Extract all lines below that contain the word "every", copying each one in full.
** Start of DATA RECORDS **
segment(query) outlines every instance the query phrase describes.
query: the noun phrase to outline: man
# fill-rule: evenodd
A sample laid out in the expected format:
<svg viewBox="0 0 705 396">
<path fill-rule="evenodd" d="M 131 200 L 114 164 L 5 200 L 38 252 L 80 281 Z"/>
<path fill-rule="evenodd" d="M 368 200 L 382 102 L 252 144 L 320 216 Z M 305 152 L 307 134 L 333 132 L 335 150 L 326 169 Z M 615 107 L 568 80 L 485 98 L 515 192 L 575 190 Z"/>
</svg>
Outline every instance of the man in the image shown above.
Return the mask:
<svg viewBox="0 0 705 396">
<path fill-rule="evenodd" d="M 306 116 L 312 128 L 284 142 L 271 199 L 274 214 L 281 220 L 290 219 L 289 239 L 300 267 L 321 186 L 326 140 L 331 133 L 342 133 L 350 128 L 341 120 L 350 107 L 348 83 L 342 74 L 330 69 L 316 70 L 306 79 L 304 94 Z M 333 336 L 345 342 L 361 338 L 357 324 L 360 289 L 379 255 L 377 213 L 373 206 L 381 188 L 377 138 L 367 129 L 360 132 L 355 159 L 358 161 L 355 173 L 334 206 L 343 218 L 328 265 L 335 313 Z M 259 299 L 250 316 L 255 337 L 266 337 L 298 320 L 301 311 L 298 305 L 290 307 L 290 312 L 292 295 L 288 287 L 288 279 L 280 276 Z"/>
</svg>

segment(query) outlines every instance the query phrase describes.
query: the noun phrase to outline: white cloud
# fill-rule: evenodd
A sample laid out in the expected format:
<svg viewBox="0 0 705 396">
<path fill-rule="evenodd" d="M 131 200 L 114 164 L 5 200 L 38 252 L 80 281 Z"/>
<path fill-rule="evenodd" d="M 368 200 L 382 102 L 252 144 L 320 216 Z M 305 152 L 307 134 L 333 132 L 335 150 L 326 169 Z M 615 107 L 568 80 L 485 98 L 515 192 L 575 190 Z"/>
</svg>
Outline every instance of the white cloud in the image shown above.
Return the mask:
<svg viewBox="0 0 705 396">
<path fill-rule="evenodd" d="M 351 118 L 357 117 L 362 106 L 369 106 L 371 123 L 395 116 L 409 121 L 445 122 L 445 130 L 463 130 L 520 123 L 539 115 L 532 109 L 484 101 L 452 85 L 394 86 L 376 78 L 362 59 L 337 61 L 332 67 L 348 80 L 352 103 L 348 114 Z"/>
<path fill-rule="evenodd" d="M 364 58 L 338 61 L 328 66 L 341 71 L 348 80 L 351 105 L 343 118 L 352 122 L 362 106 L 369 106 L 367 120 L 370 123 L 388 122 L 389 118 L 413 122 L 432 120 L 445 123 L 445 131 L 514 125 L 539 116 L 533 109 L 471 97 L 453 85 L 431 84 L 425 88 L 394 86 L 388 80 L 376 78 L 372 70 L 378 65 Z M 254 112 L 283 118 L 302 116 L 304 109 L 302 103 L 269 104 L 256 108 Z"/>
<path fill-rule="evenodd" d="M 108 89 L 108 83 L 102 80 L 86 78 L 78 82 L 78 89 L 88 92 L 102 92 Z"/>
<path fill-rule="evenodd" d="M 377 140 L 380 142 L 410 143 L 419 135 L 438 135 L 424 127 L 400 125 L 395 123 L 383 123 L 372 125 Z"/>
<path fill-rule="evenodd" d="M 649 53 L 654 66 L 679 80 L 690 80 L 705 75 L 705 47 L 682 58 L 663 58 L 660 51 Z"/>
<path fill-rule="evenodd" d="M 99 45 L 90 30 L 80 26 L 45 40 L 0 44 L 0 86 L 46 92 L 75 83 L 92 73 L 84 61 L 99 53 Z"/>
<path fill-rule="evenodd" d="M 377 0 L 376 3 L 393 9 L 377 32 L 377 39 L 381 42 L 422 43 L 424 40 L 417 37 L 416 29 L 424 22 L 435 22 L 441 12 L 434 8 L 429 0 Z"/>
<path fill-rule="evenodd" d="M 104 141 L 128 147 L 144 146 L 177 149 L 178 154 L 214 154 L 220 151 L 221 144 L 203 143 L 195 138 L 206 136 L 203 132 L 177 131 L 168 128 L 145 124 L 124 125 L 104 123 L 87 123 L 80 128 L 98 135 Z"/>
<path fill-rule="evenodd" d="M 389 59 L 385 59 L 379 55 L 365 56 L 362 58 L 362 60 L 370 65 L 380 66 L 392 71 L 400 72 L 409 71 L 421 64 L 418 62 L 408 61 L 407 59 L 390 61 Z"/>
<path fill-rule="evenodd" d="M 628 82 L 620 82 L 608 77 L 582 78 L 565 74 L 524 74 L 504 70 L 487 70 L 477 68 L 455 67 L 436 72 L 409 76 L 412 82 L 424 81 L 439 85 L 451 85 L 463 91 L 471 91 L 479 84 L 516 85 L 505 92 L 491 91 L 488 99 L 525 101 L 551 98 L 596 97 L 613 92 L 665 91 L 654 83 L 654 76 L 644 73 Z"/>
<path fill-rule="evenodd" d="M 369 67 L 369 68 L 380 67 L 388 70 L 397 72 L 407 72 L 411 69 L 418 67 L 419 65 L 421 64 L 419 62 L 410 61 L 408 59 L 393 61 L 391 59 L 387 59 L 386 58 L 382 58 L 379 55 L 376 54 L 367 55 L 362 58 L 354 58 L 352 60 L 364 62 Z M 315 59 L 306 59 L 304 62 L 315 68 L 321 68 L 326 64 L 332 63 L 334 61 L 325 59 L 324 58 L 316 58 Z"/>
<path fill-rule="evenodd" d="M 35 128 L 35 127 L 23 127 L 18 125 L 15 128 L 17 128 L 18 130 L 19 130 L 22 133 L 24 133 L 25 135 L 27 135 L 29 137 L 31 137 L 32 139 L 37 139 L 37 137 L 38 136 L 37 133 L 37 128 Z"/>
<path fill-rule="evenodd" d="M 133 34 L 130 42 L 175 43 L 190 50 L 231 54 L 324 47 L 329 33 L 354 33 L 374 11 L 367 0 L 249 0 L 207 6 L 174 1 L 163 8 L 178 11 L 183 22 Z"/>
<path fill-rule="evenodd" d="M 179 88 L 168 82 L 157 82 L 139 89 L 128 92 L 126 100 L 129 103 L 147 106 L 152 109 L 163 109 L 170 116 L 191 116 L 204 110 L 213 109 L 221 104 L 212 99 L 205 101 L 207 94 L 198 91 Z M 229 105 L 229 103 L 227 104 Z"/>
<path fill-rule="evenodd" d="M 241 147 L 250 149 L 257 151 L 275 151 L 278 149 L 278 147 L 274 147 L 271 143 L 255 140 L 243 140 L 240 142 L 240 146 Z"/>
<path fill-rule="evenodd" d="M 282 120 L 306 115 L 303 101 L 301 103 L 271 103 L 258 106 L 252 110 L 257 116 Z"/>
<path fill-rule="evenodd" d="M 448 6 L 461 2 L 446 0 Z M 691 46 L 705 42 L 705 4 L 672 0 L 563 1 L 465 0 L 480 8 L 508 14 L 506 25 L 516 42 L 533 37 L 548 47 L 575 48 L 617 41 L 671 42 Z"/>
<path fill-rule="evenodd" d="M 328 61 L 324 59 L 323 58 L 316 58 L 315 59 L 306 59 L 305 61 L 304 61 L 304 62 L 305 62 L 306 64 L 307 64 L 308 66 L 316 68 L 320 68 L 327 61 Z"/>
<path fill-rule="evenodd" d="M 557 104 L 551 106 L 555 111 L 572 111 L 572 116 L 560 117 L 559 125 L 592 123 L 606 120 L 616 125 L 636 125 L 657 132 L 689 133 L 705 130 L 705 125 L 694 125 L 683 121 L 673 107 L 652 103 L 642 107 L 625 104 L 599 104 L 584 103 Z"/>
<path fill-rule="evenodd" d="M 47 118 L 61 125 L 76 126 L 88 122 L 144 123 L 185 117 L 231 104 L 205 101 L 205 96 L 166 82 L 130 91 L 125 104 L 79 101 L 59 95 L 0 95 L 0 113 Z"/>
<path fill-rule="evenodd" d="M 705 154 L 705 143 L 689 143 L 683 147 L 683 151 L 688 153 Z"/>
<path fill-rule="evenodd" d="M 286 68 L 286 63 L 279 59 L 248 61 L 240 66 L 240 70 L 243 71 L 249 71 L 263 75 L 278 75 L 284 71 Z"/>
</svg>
** End of DATA RECORDS **
● **THE RESPONSE**
segment(query) outlines every instance the query phrase describes.
Outline every instance of the man in the image shown above.
segment(query) outlines every instance the query phrase describes.
Outline every instance of the white cloud in the image shown above.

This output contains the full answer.